Input data
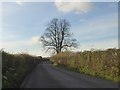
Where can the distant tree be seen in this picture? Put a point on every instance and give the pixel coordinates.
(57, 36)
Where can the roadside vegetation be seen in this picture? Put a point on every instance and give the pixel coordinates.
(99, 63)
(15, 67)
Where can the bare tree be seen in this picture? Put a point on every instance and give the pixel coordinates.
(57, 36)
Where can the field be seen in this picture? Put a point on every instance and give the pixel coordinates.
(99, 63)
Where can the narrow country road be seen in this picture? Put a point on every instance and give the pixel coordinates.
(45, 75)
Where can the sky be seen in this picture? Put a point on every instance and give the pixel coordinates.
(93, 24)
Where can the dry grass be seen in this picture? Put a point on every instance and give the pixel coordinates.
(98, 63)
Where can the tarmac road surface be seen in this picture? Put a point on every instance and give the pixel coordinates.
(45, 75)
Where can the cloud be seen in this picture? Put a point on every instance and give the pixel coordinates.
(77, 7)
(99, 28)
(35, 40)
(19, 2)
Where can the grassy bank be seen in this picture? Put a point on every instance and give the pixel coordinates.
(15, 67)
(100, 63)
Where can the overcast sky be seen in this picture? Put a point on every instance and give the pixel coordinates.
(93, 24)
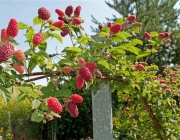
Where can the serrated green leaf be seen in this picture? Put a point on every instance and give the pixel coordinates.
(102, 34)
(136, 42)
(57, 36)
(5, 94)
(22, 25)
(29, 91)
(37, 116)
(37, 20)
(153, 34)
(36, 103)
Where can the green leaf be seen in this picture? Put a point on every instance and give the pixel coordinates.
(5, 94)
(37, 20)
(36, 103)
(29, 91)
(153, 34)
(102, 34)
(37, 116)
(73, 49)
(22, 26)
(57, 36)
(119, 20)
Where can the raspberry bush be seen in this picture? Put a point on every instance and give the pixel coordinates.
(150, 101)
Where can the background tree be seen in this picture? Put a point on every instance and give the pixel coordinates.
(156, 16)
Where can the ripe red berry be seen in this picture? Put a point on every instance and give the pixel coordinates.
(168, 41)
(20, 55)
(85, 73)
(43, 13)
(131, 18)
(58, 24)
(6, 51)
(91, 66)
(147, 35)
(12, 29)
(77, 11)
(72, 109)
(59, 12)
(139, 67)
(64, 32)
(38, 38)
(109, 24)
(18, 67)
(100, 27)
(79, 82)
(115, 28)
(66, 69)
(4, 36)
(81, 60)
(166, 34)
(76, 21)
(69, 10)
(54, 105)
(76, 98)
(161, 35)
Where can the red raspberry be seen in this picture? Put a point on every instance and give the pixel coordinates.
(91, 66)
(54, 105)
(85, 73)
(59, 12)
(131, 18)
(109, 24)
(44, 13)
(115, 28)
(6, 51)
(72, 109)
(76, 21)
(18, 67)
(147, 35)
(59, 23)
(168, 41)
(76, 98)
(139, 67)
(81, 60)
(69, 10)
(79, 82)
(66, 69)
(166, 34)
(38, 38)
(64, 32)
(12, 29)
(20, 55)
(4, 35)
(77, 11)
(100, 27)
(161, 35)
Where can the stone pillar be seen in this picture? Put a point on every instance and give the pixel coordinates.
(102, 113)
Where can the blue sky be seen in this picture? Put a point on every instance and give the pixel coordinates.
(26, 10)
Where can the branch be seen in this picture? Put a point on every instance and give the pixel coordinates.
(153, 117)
--
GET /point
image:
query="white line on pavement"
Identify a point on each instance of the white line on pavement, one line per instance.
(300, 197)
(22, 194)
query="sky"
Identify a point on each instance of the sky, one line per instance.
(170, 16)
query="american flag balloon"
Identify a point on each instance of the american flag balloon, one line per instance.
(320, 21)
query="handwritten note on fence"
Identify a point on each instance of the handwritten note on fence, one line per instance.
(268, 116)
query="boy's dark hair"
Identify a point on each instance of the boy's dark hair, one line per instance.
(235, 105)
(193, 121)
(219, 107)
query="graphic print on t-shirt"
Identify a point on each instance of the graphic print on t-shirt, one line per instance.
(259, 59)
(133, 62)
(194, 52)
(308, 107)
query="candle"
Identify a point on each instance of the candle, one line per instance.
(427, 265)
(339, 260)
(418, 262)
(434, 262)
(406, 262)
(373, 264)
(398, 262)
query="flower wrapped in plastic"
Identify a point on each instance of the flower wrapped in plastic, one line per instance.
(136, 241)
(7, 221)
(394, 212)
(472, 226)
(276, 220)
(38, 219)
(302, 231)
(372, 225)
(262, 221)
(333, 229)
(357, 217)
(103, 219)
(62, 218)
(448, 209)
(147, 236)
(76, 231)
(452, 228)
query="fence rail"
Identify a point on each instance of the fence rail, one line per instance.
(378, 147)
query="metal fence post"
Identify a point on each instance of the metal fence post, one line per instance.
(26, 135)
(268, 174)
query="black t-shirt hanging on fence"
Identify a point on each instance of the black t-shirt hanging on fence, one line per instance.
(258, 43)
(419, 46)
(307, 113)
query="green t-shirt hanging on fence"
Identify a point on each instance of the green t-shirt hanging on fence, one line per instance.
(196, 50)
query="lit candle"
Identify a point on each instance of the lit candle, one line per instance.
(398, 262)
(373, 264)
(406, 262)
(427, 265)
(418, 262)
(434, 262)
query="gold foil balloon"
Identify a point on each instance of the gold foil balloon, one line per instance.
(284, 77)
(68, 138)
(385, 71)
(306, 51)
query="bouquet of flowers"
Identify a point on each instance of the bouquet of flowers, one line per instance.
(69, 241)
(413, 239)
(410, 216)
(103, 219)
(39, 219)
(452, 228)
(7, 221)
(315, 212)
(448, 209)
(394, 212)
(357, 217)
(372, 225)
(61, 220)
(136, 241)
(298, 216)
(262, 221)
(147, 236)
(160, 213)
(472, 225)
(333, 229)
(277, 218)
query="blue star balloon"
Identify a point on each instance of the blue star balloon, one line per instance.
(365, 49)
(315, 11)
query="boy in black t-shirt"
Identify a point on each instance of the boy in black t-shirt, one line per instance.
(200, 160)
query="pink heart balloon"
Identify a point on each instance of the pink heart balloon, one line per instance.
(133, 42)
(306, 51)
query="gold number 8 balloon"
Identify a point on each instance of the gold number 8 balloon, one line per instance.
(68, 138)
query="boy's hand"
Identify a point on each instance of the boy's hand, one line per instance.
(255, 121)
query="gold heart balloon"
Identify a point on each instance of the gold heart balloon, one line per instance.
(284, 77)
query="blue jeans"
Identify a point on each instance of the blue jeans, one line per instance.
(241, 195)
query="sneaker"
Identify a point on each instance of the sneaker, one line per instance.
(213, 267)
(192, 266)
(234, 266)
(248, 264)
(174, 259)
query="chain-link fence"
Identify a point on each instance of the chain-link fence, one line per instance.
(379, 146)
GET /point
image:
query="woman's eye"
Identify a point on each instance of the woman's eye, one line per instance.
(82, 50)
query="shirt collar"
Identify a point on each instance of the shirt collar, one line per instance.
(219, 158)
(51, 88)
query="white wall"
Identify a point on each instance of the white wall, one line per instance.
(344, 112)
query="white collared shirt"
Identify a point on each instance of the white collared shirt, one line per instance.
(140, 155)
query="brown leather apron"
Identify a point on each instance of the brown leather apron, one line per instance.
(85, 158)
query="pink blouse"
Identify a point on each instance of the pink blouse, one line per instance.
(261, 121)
...
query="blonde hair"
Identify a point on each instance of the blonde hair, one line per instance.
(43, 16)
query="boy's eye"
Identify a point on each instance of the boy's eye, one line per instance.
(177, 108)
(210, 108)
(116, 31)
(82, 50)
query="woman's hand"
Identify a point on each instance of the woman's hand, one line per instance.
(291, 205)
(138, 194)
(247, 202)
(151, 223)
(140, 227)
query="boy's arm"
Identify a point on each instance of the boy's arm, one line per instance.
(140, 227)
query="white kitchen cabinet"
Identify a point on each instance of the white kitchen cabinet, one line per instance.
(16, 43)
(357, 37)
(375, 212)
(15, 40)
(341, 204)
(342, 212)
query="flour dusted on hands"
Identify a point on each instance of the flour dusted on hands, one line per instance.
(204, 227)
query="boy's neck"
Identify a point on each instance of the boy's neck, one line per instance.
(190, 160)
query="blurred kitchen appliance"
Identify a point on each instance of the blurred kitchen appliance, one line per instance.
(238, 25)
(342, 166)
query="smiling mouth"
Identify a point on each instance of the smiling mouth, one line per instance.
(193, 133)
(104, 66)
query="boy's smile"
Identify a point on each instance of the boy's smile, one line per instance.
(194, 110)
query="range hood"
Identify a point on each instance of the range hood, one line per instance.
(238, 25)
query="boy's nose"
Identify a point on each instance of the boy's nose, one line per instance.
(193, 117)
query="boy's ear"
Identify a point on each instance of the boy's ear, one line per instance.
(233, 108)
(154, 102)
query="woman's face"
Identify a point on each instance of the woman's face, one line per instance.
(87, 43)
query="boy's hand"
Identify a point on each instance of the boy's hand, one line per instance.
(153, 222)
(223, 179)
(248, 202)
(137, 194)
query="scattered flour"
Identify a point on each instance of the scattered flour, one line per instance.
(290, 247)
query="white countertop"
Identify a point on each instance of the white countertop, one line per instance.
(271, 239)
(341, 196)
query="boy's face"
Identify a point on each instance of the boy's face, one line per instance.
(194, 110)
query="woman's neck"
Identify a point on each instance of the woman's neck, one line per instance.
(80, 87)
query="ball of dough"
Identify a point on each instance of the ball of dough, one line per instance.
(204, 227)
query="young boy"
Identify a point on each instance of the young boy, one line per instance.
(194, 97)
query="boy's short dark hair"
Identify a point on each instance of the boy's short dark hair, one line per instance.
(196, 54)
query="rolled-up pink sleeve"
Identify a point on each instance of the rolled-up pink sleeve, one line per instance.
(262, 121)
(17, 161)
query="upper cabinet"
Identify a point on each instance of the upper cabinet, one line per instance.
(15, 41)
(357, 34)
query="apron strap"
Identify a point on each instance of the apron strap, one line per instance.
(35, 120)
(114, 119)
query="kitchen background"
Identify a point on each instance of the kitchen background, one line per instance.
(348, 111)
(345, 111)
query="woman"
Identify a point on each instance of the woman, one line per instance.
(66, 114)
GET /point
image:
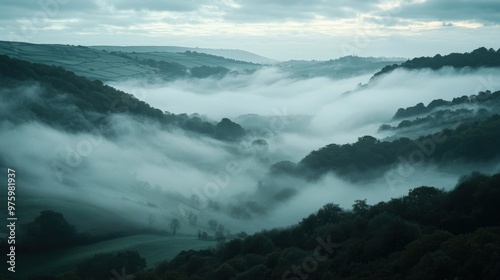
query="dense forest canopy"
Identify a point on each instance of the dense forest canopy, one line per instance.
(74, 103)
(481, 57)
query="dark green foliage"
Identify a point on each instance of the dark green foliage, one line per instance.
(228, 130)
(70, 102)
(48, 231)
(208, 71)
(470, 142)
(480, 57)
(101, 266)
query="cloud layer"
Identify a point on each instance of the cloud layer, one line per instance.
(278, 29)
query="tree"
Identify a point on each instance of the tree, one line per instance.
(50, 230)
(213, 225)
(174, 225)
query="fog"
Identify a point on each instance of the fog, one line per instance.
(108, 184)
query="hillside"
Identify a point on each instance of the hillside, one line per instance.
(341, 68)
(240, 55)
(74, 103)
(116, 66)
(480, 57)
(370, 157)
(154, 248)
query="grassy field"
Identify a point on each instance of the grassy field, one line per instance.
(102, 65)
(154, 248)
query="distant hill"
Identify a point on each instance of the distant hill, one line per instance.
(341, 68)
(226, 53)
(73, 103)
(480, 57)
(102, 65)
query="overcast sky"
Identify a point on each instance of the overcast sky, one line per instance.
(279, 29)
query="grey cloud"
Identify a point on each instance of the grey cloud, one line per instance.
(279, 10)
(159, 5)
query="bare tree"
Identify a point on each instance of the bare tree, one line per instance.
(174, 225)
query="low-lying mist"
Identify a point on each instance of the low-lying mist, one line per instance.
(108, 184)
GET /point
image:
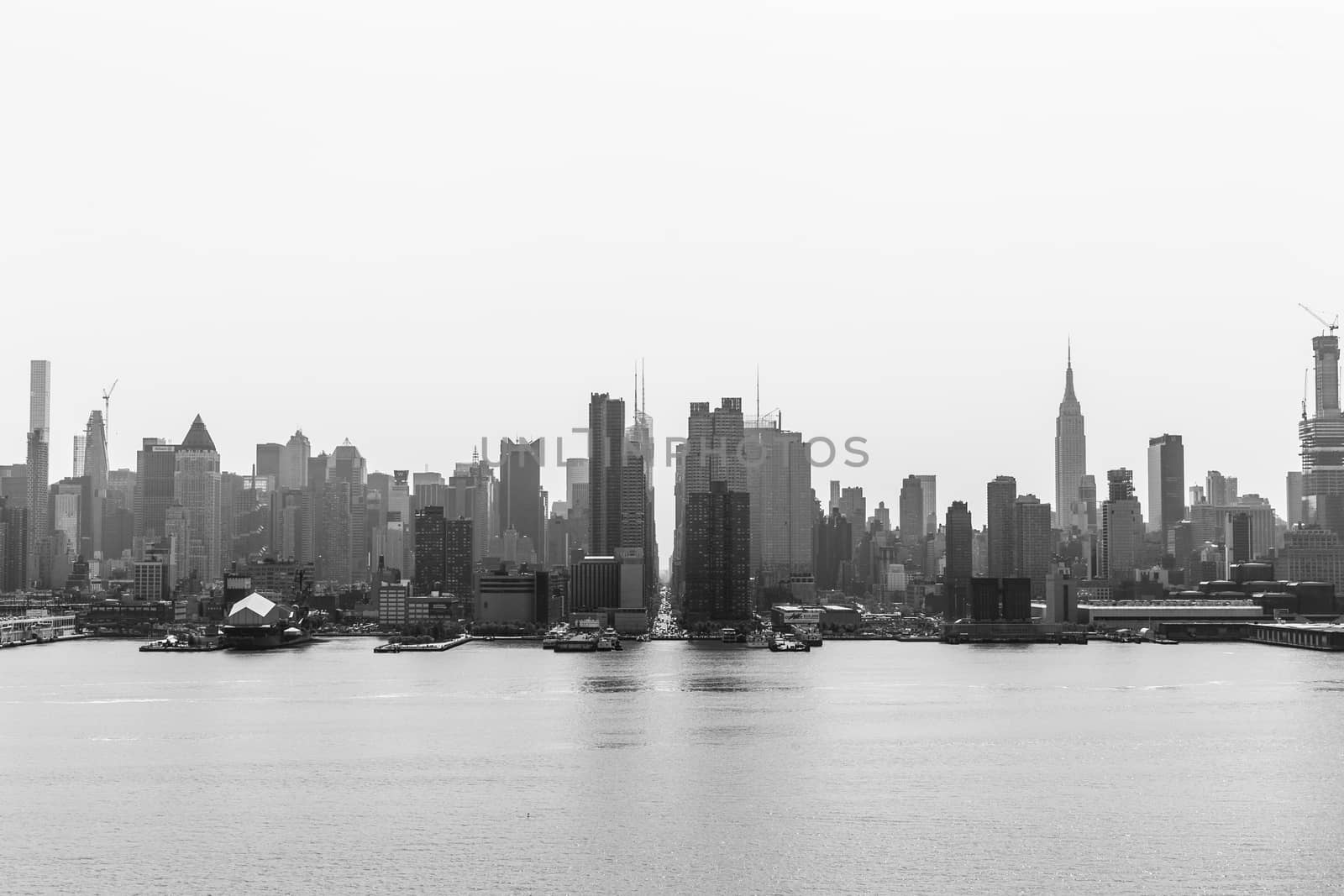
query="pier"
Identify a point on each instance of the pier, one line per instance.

Activity
Could you filter the material above and copy each line that holds the word "pier"?

Answer to this task
query="pier"
Identify a point on each instance of the pier, one line per instance.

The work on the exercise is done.